Region pointing data:
━━━━━━

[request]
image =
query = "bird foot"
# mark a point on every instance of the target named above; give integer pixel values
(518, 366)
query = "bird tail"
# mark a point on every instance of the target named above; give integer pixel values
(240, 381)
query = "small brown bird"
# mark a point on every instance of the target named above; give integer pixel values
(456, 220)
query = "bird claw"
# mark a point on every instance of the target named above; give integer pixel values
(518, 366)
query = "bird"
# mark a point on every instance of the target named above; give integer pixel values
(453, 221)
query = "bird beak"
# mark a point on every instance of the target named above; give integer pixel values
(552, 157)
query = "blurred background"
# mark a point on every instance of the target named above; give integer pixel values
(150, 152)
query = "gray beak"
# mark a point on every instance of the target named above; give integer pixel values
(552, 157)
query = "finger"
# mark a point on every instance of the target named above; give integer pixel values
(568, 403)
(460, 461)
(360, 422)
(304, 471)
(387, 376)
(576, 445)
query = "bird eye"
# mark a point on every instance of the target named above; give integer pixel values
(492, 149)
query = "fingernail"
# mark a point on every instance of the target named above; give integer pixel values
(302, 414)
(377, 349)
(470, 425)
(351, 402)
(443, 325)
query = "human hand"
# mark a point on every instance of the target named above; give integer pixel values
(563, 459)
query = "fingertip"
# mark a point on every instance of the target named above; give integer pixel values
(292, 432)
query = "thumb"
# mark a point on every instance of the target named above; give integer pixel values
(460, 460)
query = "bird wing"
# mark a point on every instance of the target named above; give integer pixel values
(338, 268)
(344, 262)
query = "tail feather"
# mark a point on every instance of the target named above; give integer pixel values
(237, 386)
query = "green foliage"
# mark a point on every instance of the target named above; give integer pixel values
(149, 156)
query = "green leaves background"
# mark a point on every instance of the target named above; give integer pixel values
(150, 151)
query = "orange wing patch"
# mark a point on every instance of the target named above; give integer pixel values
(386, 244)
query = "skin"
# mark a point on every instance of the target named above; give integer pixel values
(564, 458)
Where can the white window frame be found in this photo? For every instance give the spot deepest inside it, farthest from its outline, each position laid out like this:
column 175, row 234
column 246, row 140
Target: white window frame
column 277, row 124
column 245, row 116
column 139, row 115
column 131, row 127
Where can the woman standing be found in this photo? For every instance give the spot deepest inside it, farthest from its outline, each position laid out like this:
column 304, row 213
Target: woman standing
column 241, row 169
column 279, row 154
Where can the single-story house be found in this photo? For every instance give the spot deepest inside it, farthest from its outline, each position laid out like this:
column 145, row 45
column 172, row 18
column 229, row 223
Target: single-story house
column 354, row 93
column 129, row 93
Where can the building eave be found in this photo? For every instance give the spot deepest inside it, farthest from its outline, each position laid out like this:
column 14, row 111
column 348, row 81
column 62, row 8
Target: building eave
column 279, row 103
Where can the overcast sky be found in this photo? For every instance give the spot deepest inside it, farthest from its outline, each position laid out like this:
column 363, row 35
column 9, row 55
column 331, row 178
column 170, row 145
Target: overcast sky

━━━━━━

WORK INSTRUCTION
Nothing should be left out: repeat all of the data exactly.

SOLUTION
[request]
image =
query = "bird foot"
# mark a point on every instance of the target named above; give integer pixel values
(518, 366)
query = "bird tail"
# mark a point on every instance of the target named above; give integer pixel values
(240, 381)
query = "small brown bird"
# mark a point on every instance of the target named above; give integer pixel values
(456, 220)
query = "bird claw"
# mark a point on every instance of the target named above; give integer pixel values
(518, 366)
query = "bird"
# mark a point on every instance of the target named above; give integer pixel values
(453, 221)
query = "bird beak"
# mark a point on every instance of the target named above; give integer pixel values
(552, 157)
query = "blurred background"
# mark a point on every instance of the target named above; give integer pixel values
(150, 152)
query = "gray beak"
# mark a point on every instance of the target named above; give integer pixel values
(552, 157)
query = "finger"
# mark a point on every instance of the target named above; give integer pixel values
(568, 403)
(460, 461)
(360, 422)
(304, 471)
(387, 376)
(576, 445)
query = "bird eye"
# mark a point on every instance of the target named above; give integer pixel values
(492, 149)
query = "fingernail"
# mark a point on every instance of the target named above; give integer pixel values
(302, 414)
(377, 349)
(470, 425)
(351, 402)
(443, 325)
query = "human hand"
# mark a point on every instance of the target named above; give integer pixel values
(563, 459)
query = "fingertip"
# mark a point on every instance of the target named above; give integer pixel values
(292, 432)
query = "thumb"
# mark a point on every instance of the target named above; give integer pixel values
(460, 460)
query = "bird wing"
# mark a point on every instance of the target named above; give integer pixel values
(338, 268)
(344, 262)
query = "tail feather"
# mark a point on every instance of the target named above; give integer pixel values
(237, 386)
query = "green foliage"
# mark a point on every instance of the target named above; give integer pixel values
(149, 156)
query = "green leaves background"
# mark a point on every instance of the target named above; give integer pixel values
(150, 151)
query = "orange wing patch"
# mark a point on every instance of the target named above; give integer pixel values
(386, 244)
query = "skin"
# mark a point on every instance of the target named above; give integer pixel values
(564, 458)
Where can the white window frame be found in this photo? For every instance give the spot deepest inside it, farthest from its outline, each position laid out like this:
column 175, row 234
column 246, row 140
Target: white window frame
column 277, row 124
column 245, row 116
column 139, row 115
column 131, row 127
Where can the woman standing be found in this photo? For every instance give the spot deepest inside it, farthest from its outline, each position laid out like this:
column 304, row 213
Target: woman standing
column 241, row 169
column 279, row 154
Where can the single-story house be found in this photo? For every instance give the spot deepest inside it, farthest from its outline, each position laid out like this:
column 145, row 45
column 172, row 18
column 229, row 223
Target: single-story house
column 354, row 93
column 129, row 93
Where can the building eave be found in this photo? For every instance give the spot deepest inside it, farthest from its outline, each position laid out like this:
column 14, row 111
column 348, row 81
column 62, row 8
Target: building eave
column 279, row 103
Where can the overcast sky be found in this photo? For every instance give the spot deepest inside it, farthest from its outline, each position laid out like this:
column 363, row 35
column 9, row 55
column 331, row 178
column 170, row 145
Target: overcast sky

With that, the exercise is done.